- **PROBLEM DETAILS**
From the listing below, collect every line that contains the string "hoodie". Case counts.

---

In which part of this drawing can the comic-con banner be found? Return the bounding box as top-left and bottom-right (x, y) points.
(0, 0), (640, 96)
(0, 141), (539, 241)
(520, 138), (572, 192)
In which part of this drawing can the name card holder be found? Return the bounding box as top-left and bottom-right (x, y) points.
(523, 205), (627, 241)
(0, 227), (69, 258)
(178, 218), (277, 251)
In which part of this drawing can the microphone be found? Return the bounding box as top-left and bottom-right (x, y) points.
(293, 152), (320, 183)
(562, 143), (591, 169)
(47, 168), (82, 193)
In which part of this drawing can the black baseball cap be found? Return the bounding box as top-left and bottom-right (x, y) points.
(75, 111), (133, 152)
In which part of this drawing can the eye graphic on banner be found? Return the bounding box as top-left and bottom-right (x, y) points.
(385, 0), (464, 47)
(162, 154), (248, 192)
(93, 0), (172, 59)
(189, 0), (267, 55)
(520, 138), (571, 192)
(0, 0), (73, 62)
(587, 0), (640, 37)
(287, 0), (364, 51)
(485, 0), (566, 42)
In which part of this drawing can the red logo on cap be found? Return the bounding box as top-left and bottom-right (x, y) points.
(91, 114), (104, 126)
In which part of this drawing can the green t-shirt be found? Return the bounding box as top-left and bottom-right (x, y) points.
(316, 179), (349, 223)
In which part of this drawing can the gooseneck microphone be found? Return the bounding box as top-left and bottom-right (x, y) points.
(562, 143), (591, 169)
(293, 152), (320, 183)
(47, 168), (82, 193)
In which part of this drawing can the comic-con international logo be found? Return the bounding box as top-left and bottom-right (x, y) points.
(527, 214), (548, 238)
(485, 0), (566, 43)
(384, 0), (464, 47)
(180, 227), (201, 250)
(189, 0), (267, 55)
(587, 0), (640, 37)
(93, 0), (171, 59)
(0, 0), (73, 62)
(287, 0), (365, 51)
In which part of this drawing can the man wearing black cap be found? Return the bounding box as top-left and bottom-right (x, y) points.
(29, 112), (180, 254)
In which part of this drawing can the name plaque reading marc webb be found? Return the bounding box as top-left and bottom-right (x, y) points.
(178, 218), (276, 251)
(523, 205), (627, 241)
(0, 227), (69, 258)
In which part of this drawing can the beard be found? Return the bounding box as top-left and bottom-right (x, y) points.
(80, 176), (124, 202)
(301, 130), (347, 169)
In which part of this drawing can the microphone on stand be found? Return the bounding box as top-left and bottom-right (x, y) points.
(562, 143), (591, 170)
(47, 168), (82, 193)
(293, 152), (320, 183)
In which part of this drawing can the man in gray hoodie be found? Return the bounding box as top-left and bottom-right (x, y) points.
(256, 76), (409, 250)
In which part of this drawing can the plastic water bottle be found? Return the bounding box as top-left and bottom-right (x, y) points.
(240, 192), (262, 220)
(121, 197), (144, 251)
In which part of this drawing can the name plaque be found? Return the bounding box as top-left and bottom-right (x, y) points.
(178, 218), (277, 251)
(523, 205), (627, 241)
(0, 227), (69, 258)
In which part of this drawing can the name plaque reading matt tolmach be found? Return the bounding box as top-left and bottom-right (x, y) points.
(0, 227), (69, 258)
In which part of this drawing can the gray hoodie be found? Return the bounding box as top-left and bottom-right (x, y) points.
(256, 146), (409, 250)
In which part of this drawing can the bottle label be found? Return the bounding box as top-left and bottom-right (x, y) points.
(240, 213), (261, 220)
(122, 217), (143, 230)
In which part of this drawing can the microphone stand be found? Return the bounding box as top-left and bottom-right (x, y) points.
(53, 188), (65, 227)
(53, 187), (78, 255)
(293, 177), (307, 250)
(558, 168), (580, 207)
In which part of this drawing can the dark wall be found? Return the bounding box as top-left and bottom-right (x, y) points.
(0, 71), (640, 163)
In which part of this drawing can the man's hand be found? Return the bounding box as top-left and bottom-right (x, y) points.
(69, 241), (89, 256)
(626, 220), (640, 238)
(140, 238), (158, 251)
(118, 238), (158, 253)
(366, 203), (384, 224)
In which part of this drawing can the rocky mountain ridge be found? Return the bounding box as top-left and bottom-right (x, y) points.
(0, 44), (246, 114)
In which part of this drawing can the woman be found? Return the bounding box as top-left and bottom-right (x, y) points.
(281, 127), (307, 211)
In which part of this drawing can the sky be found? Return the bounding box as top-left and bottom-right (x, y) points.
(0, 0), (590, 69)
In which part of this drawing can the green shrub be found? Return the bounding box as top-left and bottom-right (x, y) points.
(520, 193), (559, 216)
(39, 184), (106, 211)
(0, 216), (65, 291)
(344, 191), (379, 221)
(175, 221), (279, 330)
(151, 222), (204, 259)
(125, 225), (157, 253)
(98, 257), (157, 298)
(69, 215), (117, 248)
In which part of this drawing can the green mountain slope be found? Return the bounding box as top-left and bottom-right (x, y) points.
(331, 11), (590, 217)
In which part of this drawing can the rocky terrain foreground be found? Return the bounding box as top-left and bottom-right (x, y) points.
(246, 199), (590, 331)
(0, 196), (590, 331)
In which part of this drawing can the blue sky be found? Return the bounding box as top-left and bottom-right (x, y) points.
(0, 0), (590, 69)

---

- **TASK RESPONSE**
In which part of this drawing can the man in gray hoodie be found? Return the bounding box as top-left and bottom-right (x, y) points.
In which part of this drawing can the gray hoodie be found? Return the bounding box as top-left and bottom-right (x, y) points.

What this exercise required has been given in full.